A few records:
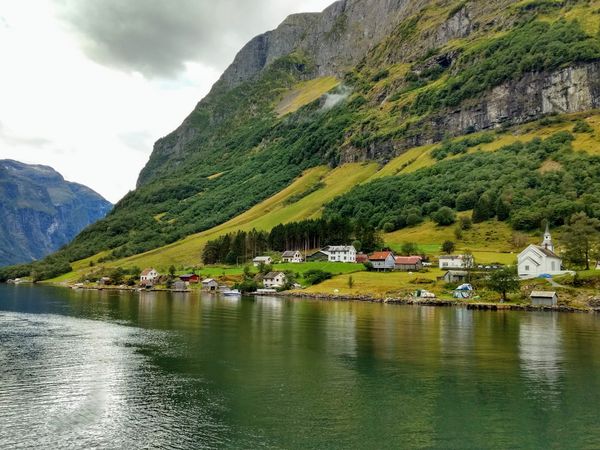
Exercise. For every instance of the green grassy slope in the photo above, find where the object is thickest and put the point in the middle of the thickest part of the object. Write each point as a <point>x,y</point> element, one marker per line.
<point>242,146</point>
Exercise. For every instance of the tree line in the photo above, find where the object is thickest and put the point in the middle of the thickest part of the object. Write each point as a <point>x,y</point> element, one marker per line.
<point>242,246</point>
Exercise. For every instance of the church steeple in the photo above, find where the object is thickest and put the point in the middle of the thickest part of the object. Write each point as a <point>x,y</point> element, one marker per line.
<point>547,243</point>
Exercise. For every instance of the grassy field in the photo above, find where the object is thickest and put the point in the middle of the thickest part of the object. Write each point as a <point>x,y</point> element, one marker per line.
<point>332,267</point>
<point>379,284</point>
<point>263,216</point>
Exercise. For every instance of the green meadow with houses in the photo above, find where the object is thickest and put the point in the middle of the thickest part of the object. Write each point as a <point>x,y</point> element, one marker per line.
<point>538,275</point>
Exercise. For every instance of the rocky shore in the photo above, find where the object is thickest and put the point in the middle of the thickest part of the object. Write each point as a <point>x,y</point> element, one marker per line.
<point>444,303</point>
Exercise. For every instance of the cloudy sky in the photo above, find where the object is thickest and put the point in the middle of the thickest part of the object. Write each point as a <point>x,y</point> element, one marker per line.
<point>88,86</point>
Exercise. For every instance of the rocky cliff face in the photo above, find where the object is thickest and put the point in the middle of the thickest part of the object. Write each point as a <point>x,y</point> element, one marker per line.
<point>40,211</point>
<point>569,90</point>
<point>335,39</point>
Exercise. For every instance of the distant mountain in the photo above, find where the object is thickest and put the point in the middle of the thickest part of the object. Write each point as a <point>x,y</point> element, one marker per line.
<point>405,88</point>
<point>40,211</point>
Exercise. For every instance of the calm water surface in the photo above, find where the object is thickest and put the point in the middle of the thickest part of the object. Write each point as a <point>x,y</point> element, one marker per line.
<point>148,370</point>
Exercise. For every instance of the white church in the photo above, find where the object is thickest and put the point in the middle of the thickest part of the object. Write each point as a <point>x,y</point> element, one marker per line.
<point>537,260</point>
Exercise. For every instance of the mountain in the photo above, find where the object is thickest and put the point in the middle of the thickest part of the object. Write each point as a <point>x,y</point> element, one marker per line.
<point>373,96</point>
<point>40,211</point>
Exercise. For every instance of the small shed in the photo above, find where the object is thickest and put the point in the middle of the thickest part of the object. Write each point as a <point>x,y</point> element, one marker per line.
<point>210,285</point>
<point>544,298</point>
<point>179,286</point>
<point>291,256</point>
<point>190,278</point>
<point>266,260</point>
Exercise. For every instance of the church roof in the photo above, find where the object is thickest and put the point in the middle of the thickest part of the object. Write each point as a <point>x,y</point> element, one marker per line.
<point>547,252</point>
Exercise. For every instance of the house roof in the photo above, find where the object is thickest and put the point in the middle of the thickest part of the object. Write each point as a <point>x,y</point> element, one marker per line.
<point>408,259</point>
<point>543,294</point>
<point>547,252</point>
<point>339,248</point>
<point>457,272</point>
<point>272,275</point>
<point>380,256</point>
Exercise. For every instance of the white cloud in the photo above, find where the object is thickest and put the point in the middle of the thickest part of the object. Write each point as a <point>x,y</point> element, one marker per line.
<point>95,119</point>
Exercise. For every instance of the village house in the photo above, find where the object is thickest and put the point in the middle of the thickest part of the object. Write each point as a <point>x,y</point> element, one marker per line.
<point>266,260</point>
<point>455,276</point>
<point>538,260</point>
<point>210,285</point>
<point>362,258</point>
<point>318,256</point>
<point>292,256</point>
<point>408,263</point>
<point>274,280</point>
<point>340,253</point>
<point>190,278</point>
<point>148,276</point>
<point>544,298</point>
<point>453,262</point>
<point>382,261</point>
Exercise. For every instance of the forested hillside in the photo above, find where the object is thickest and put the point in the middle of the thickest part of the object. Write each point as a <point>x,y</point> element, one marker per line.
<point>372,80</point>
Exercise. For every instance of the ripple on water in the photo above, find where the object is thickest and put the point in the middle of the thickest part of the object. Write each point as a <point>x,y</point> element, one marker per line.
<point>73,383</point>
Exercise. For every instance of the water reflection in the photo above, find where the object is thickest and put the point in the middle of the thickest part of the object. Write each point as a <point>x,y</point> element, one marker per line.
<point>130,370</point>
<point>541,354</point>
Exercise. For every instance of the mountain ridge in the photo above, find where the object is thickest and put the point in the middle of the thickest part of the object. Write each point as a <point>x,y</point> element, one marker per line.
<point>424,74</point>
<point>41,211</point>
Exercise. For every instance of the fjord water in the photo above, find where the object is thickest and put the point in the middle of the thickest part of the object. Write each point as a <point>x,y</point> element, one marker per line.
<point>83,369</point>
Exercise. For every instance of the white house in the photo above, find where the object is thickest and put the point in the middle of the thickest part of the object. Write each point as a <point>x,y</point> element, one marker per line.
<point>383,261</point>
<point>209,285</point>
<point>536,260</point>
<point>148,276</point>
<point>266,260</point>
<point>292,256</point>
<point>340,253</point>
<point>274,280</point>
<point>453,262</point>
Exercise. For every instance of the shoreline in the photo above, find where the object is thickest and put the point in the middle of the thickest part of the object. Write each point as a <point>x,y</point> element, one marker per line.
<point>441,303</point>
<point>483,306</point>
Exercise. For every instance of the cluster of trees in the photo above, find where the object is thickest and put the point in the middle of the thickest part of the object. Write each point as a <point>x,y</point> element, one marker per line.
<point>242,246</point>
<point>507,184</point>
<point>581,239</point>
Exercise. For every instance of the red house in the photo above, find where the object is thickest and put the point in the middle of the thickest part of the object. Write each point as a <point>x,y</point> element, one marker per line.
<point>408,263</point>
<point>190,278</point>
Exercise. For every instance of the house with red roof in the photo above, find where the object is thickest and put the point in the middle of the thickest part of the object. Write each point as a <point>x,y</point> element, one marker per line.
<point>408,263</point>
<point>382,260</point>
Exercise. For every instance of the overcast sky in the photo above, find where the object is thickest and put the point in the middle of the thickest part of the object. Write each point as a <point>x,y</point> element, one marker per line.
<point>88,86</point>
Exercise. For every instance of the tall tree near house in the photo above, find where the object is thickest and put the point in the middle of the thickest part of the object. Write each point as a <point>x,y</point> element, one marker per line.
<point>582,240</point>
<point>504,281</point>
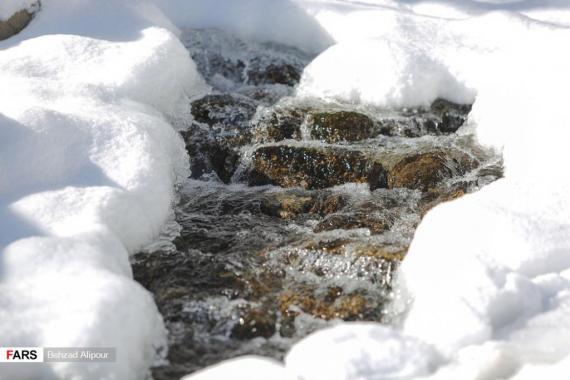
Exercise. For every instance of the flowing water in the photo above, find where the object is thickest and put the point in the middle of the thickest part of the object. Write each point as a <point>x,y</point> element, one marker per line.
<point>298,211</point>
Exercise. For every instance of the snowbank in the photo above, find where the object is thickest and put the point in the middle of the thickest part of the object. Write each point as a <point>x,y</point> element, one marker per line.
<point>87,167</point>
<point>88,162</point>
<point>9,7</point>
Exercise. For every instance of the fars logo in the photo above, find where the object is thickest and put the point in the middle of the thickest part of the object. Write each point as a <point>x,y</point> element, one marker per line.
<point>21,354</point>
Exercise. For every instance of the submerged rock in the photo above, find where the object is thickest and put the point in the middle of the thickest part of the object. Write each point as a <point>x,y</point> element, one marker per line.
<point>332,127</point>
<point>424,171</point>
<point>209,153</point>
<point>283,73</point>
<point>376,223</point>
<point>254,322</point>
<point>278,125</point>
<point>225,109</point>
<point>308,167</point>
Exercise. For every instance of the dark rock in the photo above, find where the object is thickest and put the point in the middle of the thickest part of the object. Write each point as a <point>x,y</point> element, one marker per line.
<point>307,167</point>
<point>223,109</point>
<point>286,205</point>
<point>280,125</point>
<point>374,222</point>
<point>329,246</point>
<point>15,24</point>
<point>332,127</point>
<point>254,322</point>
<point>378,178</point>
<point>328,204</point>
<point>274,73</point>
<point>435,197</point>
<point>424,171</point>
<point>343,306</point>
<point>208,153</point>
<point>452,115</point>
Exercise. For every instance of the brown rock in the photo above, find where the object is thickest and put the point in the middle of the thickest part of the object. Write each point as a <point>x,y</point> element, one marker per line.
<point>376,224</point>
<point>286,205</point>
<point>425,171</point>
<point>332,127</point>
<point>308,167</point>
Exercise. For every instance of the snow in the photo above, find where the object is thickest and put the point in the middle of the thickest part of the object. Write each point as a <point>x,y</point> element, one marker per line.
<point>486,282</point>
<point>337,353</point>
<point>88,161</point>
<point>243,368</point>
<point>9,7</point>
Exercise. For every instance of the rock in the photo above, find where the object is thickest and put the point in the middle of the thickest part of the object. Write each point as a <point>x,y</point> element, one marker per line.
<point>378,178</point>
<point>308,167</point>
<point>332,127</point>
<point>334,304</point>
<point>443,117</point>
<point>254,322</point>
<point>289,204</point>
<point>279,125</point>
<point>435,197</point>
<point>336,246</point>
<point>274,73</point>
<point>286,205</point>
<point>391,253</point>
<point>15,24</point>
<point>210,154</point>
<point>374,222</point>
<point>224,109</point>
<point>328,204</point>
<point>452,115</point>
<point>425,171</point>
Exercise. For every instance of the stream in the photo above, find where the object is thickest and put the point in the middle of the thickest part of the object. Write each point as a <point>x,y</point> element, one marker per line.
<point>298,211</point>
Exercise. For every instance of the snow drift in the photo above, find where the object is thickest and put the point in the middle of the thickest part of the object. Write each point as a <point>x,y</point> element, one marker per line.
<point>88,162</point>
<point>87,167</point>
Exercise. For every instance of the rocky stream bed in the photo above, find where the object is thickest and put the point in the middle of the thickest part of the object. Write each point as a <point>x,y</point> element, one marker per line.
<point>298,211</point>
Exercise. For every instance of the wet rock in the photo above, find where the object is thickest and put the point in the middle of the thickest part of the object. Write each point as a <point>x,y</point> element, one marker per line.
<point>225,109</point>
<point>452,115</point>
<point>378,178</point>
<point>274,73</point>
<point>210,154</point>
<point>437,196</point>
<point>287,205</point>
<point>280,125</point>
<point>329,246</point>
<point>290,204</point>
<point>334,304</point>
<point>374,222</point>
<point>332,127</point>
<point>384,252</point>
<point>15,24</point>
<point>253,323</point>
<point>328,204</point>
<point>425,171</point>
<point>308,167</point>
<point>443,117</point>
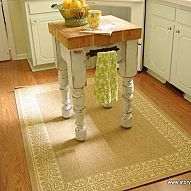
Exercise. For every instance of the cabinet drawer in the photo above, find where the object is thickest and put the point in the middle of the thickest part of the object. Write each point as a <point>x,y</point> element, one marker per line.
<point>184,17</point>
<point>163,11</point>
<point>42,7</point>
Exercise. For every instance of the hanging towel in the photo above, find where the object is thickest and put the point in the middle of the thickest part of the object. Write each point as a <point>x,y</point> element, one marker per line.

- [Set problem]
Render the lines of the material above as a Markdown table with the columns Row and Line, from the line containing "Exercise. For every instance of the submerged" through the line containing "<point>278,125</point>", both included. Number each line in the Row column and leave out any blank lines.

- [The completed task]
| Row | Line |
|---|---|
| 1 | Exercise. For every instance of the submerged rock in the photo above, find where the object is thickest and put the point in the middle of the thickest part of the object. Write each point as a <point>x,y</point> element, one marker per line. |
| 2 | <point>332,127</point> |
| 3 | <point>424,171</point> |
| 4 | <point>209,153</point> |
| 5 | <point>283,73</point> |
| 6 | <point>376,223</point> |
| 7 | <point>254,322</point> |
| 8 | <point>278,125</point> |